Records from a point-labeling set:
____________

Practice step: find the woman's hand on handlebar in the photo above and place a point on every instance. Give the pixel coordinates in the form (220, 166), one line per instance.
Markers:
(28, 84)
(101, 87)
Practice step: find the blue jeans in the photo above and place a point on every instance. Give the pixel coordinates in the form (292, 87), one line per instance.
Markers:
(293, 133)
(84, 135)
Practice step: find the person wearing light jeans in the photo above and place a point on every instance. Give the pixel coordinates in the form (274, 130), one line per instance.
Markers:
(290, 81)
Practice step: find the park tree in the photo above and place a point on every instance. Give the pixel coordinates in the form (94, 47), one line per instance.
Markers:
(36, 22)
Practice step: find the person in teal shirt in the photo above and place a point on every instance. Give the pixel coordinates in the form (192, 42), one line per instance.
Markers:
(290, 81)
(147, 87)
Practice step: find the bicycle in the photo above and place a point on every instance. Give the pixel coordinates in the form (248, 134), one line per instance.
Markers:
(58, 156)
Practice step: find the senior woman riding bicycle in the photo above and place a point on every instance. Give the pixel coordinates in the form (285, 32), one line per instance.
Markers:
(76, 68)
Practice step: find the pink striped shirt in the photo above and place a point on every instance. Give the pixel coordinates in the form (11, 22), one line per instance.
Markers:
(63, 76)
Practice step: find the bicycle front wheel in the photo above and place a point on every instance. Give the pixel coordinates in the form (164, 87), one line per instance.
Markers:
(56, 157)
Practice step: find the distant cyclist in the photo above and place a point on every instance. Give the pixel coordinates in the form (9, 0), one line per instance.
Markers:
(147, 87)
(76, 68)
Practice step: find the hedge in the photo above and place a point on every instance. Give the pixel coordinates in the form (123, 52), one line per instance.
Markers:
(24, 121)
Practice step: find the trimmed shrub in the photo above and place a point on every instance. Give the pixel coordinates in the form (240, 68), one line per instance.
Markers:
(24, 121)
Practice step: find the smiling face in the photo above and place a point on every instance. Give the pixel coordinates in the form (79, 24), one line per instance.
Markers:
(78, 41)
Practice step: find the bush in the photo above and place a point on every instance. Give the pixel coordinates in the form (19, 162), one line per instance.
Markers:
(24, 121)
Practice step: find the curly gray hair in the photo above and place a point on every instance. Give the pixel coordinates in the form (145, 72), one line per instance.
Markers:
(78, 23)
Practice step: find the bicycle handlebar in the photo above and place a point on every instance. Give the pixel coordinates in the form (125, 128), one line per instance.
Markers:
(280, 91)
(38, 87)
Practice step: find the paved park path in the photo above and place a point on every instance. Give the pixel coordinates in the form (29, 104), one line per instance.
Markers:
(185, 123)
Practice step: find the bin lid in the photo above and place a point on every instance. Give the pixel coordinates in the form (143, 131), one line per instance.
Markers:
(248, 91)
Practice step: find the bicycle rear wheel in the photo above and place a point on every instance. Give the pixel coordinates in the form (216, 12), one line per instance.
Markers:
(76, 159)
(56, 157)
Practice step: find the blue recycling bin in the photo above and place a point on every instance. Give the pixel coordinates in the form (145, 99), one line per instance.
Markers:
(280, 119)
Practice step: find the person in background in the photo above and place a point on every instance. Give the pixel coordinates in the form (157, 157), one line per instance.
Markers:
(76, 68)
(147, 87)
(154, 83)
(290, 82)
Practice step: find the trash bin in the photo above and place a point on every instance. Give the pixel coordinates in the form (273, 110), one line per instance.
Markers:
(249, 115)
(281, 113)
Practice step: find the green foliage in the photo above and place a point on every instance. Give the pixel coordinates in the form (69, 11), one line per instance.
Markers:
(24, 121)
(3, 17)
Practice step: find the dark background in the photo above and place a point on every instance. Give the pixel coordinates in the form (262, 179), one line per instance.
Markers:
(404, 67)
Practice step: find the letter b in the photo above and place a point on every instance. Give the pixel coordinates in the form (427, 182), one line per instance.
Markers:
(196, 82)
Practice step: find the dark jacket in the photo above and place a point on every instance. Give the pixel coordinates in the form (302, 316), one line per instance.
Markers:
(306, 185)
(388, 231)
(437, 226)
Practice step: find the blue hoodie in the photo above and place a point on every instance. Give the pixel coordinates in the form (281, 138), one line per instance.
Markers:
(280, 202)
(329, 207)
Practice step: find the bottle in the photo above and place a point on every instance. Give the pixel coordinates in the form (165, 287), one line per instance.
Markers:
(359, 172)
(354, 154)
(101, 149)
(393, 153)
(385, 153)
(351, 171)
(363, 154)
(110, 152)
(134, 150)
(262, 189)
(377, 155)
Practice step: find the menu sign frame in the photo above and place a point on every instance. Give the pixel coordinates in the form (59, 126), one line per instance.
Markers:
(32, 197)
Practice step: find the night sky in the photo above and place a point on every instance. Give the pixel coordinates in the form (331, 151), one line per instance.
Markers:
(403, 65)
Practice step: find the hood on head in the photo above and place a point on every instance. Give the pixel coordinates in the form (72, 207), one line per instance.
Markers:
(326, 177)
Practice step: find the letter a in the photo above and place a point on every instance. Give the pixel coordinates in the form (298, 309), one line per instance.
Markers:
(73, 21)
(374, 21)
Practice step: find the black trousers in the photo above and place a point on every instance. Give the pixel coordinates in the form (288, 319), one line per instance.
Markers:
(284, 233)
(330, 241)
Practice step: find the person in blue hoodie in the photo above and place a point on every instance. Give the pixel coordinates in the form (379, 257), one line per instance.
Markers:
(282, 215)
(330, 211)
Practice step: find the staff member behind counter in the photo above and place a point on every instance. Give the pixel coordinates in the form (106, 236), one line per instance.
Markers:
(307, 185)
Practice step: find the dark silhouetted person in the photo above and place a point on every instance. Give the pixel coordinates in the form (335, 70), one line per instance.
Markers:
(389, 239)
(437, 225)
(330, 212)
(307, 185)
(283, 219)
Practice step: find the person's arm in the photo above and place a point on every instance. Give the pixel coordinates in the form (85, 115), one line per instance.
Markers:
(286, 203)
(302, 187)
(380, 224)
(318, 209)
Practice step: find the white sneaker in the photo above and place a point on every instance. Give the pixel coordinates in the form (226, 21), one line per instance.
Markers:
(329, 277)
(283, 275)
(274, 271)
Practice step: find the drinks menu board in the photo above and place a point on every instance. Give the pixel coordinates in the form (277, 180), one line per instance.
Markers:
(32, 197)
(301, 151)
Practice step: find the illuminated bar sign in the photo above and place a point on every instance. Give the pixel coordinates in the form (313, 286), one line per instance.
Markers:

____________

Short problem:
Put every line of the listing above into a numbered list, omitting any blank lines.

The response:
1. Practice step: find the woman's hand on handlebar in the photo above and place a point on every instance. Give the pixel coordinates in the form (220, 166), one line per instance.
2. Markers:
3. (28, 84)
4. (101, 87)
5. Practice step: find the blue jeans in the photo above and place a point on every instance. Give the pixel coordinates in the form (292, 87), one line per instance.
6. Markers:
7. (293, 133)
8. (84, 135)
9. Practice step: find the person wearing light jeans in the photo above and place a point on every instance. Give the pixel coordinates in the form (274, 130), one line per instance.
10. Markers:
11. (290, 81)
12. Practice step: find the park tree in the photo above and place a point on every instance. Give the pixel coordinates in the form (94, 47), one line per instance.
13. Markers:
14. (36, 22)
15. Practice step: find the person in teal shirt in the photo above and place a point on every instance. Give the pixel coordinates in the form (192, 42), one line per instance.
16. Markers:
17. (290, 81)
18. (147, 87)
19. Practice step: find the bicycle in the photo above and place a point on every instance. Give the pixel coordinates in the form (248, 134), one line per instance.
20. Markers:
21. (58, 156)
22. Practice step: find the senior woman riding bicycle in the photo above and place a point on every instance. Give the pixel coordinates in the form (285, 32), one line per instance.
23. Markers:
24. (76, 68)
25. Practice step: find the pink striped shirt in the photo above and place a point on every instance. Give the pixel coordinates in the form (11, 22), one line per instance.
26. Markers:
27. (63, 76)
28. Practice step: find the bicycle front wheel in the photo above and place a point on every instance. Give the pixel coordinates in the form (164, 87), one line per instance.
29. Markers:
30. (56, 157)
31. Practice step: find the distant cyclist in the photo above and place a point on every instance. Give the pixel coordinates in the form (9, 0), one line per instance.
32. Markers:
33. (147, 87)
34. (76, 68)
35. Practice step: find the hedge in the photo above and place a point on every instance. Give the pixel coordinates in the form (123, 52), one line per instance.
36. Markers:
37. (24, 121)
38. Practice step: find the trimmed shrub in the photo above and place a point on every instance. Give the pixel coordinates in the form (240, 68), one line per instance.
39. Markers:
40. (24, 121)
41. Practice step: find the smiling face in the photo above and place a point on every instance. Give the pixel coordinates in the form (79, 24), one line per instance.
42. Markers:
43. (78, 41)
44. Practice step: find the bush in the photo above and place a point on every instance. Give the pixel coordinates in the form (19, 162), one line per instance.
45. Markers:
46. (24, 121)
47. Practice step: find the curly gray hair in the photo above and place a point on every instance. Give the pixel coordinates in the form (145, 72), one line per instance.
48. Markers:
49. (78, 23)
50. Practice step: find the bicycle handlebar in the photo above and place a point on every instance. Give the pixel coordinates in the form (125, 128), one line per instance.
51. Markers:
52. (280, 91)
53. (38, 87)
54. Practice step: find the paved park path in the photo above and place a point on every instance. Give the pixel coordinates in the form (29, 104), one line per instance.
55. Markers:
56. (185, 123)
57. Practice step: find the bin lid in the photo above and place a point on every instance. Give the pixel coordinates in the form (143, 131), one line per instance.
58. Markers:
59. (248, 91)
60. Practice step: find the bicycle rear wheel in the photo above and place a point on every instance. Give the pixel coordinates in the form (216, 12), one line per instance.
61. Markers:
62. (76, 159)
63. (56, 157)
64. Practice step: find the blue recycling bin in the photo above and place a point on every instance. Give the pixel coordinates in the form (145, 99), one line per instance.
65. Markers:
66. (280, 119)
67. Practice step: find the person in background in the photo above and place a point on every instance. Give the pixel coordinates in the form (157, 157), one line per instance.
68. Markers:
69. (76, 68)
70. (147, 87)
71. (154, 83)
72. (290, 82)
73. Practice step: find the trash bin in the photo above and place a point on every instance. Give the pixel coordinates in the form (273, 110), one line per instance.
74. Markers:
75. (249, 115)
76. (281, 113)
77. Practice step: find the green foliage in the photo above and place a point on every instance. Give the pixel coordinates in the form (69, 11), one line per instance.
78. Markers:
79. (24, 121)
80. (3, 17)
81. Practice step: find the dark background in the photo above and place a point on every instance. Give the pixel coordinates in the form (262, 179), one line per instance.
82. Markers:
83. (404, 67)
84. Practice step: find the letter b in the photo above and place a point on every instance. Give the pixel coordinates in the form (427, 182), one line per instance.
85. Markers:
86. (196, 82)
87. Practice step: find the dark jacket in the photo above and place a point on every instance. Give the pixel coordinates in the form (302, 316), one line per instance.
88. Markers:
89. (306, 185)
90. (388, 231)
91. (437, 226)
92. Practice step: find the blue hoodie in the photo above and place a point on every instance. Give the pixel coordinates in the form (281, 138), one line per instance.
93. Markers:
94. (280, 202)
95. (329, 207)
96. Practice step: find the bottle in the photo above and place a point on every instance. Give the pixel coordinates in the form (165, 287), one line per instance.
97. Markers:
98. (359, 172)
99. (354, 154)
100. (101, 149)
101. (393, 153)
102. (385, 153)
103. (351, 171)
104. (363, 154)
105. (110, 152)
106. (134, 150)
107. (262, 189)
108. (377, 155)
109. Practice step: find the menu sign frame in the photo above and place a point on every instance. Give the pixel coordinates in the form (59, 126), one line per instance.
110. Markers:
111. (32, 197)
112. Practice step: find the night sky in the photo above and place a point on every instance. Give the pixel coordinates in the form (331, 151), one line per instance.
113. Markers:
114. (403, 65)
115. Practice step: find the hood on head in the photo above and place a point on every instance. Give the pixel coordinates in the form (72, 207), one line per instance.
116. Markers:
117. (326, 177)
118. Practice step: find the letter a in the photo above and place a point on every instance. Give the pixel coordinates in the form (298, 309), one line per instance.
119. Markers:
120. (73, 21)
121. (374, 21)
122. Practice step: find the black trousers in the photo above and place a point on every instance. Give the pixel coordinates in the form (288, 319), one line per instance.
123. Markers:
124. (284, 233)
125. (330, 241)
126. Practice step: find the person in blue hoodie in the photo above and place a point on every instance. Give the pixel coordinates in the form (379, 257), one line per instance.
127. Markers:
128. (282, 215)
129. (330, 211)
130. Practice step: find the staff member behind counter in the photo above and place a point on every instance. Give the pixel coordinates in the form (106, 236), one line per instance.
131. Markers:
132. (307, 185)
133. Practice step: find the dark silhouetted person in the photo above and place a point on every instance. Give the pixel coordinates in the form (335, 70), one line per instance.
134. Markers:
135. (389, 239)
136. (437, 225)
137. (330, 212)
138. (307, 185)
139. (283, 219)
140. Practice step: find the person's arm in the photo above and place a point on every instance. Give the pixel coordinates in the form (85, 115), one line per instance.
141. Markers:
142. (286, 203)
143. (302, 187)
144. (380, 224)
145. (318, 209)
146. Practice step: find the white sneaker in the photo above and place a point on every instance. Give the pixel coordinates in the form (226, 21), one line per instance.
147. Markers:
148. (329, 277)
149. (283, 275)
150. (274, 271)
151. Practice step: find the drinks menu board in the photo above and place a point on every instance. Give the pixel coordinates in the form (277, 180), one line per instance.
152. Markers:
153. (32, 197)
154. (301, 151)
155. Practice step: find the illuminated bar sign in the photo above and place a point on every instance. Give the pixel coordinates in the form (313, 286), one line per instance.
156. Markers:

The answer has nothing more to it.